In a study, mouse models with COVID-19 showed positive results when a peptide (chain of amino acids) designed by researchers at the Rush University Medical Center (Chicago, IL, USA) was introduced nasally. The peptide proved effective in reducing fever, protecting the lungs, improving heart function and reversing cytokine storm - the immune system overreacting to an infection and flooding the bloodstream with inflammatory proteins. The researchers have also reported success in preventing the disease from progression.

Many patients with COVID-19 in intensive care units suffer from cytokine storm, which affects lungs, heart and other organs. Although anti-inflammatory therapies such as steroids are available to treat the problem, very often these treatments cause suppression of the immune system. Despite vaccines for COVID-19 now becoming available, a specific medicine for reducing inflammatory events and treating respiratory and cardiac problems caused by COVID-19 will be necessary for better management of the disease even in the post-vaccine era.

◆ Dataset entries ◆

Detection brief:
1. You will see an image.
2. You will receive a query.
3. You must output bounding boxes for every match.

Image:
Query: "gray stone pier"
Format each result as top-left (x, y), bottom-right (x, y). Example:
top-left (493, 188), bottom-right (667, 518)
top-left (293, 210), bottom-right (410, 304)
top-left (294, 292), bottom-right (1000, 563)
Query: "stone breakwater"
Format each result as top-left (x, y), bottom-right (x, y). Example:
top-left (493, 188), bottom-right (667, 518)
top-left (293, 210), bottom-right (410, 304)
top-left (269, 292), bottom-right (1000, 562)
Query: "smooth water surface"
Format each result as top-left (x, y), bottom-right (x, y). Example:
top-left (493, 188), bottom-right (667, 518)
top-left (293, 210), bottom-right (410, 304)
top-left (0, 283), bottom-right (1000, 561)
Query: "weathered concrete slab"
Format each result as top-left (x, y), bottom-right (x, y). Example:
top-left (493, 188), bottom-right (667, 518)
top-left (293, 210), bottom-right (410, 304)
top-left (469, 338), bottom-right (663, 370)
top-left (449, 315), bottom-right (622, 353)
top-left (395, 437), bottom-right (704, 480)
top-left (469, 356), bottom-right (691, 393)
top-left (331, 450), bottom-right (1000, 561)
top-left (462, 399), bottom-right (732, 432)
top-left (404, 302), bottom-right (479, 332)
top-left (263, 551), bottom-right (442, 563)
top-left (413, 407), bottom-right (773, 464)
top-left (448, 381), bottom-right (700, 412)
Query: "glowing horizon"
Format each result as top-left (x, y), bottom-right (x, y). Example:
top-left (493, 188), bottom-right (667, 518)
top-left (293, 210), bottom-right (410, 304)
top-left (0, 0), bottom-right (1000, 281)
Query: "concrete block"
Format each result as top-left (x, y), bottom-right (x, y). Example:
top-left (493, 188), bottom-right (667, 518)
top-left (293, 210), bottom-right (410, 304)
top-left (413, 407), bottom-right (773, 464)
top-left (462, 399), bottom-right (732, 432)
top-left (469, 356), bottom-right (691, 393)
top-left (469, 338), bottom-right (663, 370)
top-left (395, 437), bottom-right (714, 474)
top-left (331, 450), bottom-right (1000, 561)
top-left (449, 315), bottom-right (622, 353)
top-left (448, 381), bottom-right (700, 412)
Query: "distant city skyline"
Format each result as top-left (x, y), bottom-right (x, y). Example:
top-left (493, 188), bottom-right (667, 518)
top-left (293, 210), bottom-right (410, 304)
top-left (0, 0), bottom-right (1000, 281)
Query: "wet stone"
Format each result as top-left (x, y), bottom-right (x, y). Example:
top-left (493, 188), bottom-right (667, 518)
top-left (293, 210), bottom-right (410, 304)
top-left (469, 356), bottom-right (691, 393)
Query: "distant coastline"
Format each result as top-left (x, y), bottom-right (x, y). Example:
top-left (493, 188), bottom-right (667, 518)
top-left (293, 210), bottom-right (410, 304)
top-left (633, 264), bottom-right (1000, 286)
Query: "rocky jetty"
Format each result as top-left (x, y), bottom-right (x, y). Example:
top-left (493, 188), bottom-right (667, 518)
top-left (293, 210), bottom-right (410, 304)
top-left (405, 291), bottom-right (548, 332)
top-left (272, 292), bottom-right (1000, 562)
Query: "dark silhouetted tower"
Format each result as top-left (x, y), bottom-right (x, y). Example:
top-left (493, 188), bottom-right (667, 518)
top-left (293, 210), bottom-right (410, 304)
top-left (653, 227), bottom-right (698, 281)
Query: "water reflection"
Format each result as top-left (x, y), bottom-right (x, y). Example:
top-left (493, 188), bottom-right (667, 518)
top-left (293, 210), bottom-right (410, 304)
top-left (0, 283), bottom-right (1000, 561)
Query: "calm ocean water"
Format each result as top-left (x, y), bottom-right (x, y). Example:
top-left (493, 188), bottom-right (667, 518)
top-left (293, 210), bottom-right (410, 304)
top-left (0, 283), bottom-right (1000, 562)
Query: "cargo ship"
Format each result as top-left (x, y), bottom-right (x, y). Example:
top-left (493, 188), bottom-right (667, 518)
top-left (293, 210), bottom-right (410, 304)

◆ WHAT THE TASK ASKS ◆
According to the text about the COVID-19 peptide, what side effect do anti-inflammatory treatments such as steroids often cause? This material stands on its own and has no connection to the text about the COVID-19 peptide.

◆ ANSWER BOX ◆
They often suppress the immune system.